■ Data to examine:
#####
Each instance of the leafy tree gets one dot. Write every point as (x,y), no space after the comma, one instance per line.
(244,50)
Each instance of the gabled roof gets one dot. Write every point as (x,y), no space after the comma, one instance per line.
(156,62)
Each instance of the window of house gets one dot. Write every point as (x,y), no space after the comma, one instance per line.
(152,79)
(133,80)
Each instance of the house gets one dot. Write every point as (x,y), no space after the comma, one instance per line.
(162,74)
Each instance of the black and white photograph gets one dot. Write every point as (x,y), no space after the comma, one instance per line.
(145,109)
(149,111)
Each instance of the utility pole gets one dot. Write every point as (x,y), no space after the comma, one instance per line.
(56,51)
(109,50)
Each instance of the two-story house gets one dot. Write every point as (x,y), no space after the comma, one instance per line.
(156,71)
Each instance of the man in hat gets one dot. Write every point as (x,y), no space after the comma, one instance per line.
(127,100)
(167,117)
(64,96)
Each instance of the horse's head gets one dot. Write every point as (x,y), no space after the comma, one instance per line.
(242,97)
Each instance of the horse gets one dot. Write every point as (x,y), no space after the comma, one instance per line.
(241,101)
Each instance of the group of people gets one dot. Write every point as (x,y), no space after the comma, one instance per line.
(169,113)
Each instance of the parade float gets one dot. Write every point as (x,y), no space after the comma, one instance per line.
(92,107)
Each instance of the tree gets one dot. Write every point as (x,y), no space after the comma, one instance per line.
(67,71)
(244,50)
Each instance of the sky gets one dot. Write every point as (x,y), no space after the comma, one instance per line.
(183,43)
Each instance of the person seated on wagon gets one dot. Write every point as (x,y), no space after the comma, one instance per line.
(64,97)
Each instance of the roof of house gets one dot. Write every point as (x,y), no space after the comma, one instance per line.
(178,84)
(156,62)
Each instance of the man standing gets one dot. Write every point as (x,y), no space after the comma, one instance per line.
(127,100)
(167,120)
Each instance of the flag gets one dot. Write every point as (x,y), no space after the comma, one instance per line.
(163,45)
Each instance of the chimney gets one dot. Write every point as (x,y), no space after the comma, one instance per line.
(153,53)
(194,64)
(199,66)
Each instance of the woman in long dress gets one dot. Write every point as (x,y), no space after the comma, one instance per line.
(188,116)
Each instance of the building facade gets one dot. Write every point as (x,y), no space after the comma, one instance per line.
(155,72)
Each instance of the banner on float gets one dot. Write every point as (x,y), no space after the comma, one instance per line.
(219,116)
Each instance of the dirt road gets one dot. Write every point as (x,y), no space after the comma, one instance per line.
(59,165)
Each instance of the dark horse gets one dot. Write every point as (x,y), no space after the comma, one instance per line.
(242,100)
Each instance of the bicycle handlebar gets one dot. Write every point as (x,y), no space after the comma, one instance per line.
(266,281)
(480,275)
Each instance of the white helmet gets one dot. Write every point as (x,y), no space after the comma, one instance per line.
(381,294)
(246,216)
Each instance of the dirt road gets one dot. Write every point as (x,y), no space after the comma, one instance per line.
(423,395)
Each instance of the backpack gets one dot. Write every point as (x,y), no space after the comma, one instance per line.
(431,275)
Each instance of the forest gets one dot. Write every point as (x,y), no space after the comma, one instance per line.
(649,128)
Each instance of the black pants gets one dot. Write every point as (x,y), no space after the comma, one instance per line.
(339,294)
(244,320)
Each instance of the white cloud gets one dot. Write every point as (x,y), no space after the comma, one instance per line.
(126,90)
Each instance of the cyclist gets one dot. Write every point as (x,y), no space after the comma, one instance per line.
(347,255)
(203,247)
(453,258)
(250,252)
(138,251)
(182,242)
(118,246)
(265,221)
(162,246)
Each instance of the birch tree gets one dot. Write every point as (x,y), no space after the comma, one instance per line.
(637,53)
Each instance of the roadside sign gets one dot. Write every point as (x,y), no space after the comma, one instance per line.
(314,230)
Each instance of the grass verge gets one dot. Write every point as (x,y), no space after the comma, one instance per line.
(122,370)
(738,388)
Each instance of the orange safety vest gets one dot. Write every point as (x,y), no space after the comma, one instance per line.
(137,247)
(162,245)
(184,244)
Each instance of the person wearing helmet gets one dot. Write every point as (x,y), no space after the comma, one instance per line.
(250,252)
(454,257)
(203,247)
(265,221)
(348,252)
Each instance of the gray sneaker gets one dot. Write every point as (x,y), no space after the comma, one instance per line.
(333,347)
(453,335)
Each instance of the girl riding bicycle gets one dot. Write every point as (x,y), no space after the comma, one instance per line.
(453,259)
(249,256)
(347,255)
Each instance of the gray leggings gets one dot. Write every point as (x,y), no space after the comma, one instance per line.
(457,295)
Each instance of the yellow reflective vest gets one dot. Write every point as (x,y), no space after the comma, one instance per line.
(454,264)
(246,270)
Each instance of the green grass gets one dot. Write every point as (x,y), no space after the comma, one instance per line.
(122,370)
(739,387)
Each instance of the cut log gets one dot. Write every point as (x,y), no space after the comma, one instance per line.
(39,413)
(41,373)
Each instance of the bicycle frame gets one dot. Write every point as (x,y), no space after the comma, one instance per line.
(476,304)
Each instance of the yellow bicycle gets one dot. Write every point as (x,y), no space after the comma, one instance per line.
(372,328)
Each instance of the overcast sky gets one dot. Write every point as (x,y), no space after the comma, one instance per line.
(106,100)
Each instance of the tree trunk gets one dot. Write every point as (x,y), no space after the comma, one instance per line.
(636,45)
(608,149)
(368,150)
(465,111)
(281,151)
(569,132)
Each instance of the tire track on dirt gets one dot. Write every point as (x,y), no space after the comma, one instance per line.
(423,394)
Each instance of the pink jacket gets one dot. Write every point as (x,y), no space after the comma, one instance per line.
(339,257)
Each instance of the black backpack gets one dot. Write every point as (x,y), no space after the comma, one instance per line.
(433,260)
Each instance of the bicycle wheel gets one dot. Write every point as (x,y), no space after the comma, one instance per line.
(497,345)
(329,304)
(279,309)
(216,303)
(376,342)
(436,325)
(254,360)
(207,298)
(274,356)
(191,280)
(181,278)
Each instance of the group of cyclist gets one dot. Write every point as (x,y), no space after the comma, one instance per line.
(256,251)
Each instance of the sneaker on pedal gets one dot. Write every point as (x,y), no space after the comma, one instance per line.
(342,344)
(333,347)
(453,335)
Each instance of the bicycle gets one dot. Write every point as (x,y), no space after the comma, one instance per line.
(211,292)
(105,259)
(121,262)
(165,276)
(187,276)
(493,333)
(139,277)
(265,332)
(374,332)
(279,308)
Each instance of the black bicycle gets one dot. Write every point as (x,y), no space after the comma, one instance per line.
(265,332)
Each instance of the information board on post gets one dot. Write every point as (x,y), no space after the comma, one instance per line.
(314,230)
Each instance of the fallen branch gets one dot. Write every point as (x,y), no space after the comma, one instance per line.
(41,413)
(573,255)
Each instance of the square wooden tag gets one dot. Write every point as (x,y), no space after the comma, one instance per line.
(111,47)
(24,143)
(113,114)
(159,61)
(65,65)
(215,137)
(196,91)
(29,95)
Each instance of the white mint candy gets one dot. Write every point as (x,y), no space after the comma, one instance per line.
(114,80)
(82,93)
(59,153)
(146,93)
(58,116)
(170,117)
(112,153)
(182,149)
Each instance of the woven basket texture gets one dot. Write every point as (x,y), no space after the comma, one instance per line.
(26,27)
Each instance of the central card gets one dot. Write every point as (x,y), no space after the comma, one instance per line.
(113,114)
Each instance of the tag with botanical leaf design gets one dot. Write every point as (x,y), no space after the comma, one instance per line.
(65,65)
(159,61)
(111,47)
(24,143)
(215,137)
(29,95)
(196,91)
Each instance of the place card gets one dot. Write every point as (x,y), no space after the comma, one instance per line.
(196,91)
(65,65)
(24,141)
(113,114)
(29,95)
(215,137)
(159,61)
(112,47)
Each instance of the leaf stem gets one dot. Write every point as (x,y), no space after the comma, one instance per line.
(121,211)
#####
■ Activity: Repeat exactly the lines from the line containing "Each instance of the leaf stem" through the last line of the records above, including both, and nothing else.

■ Exercise output:
Each instance of the leaf stem gets one dot. Write every point as (x,y), no space after the comma, one instance per line.
(121,211)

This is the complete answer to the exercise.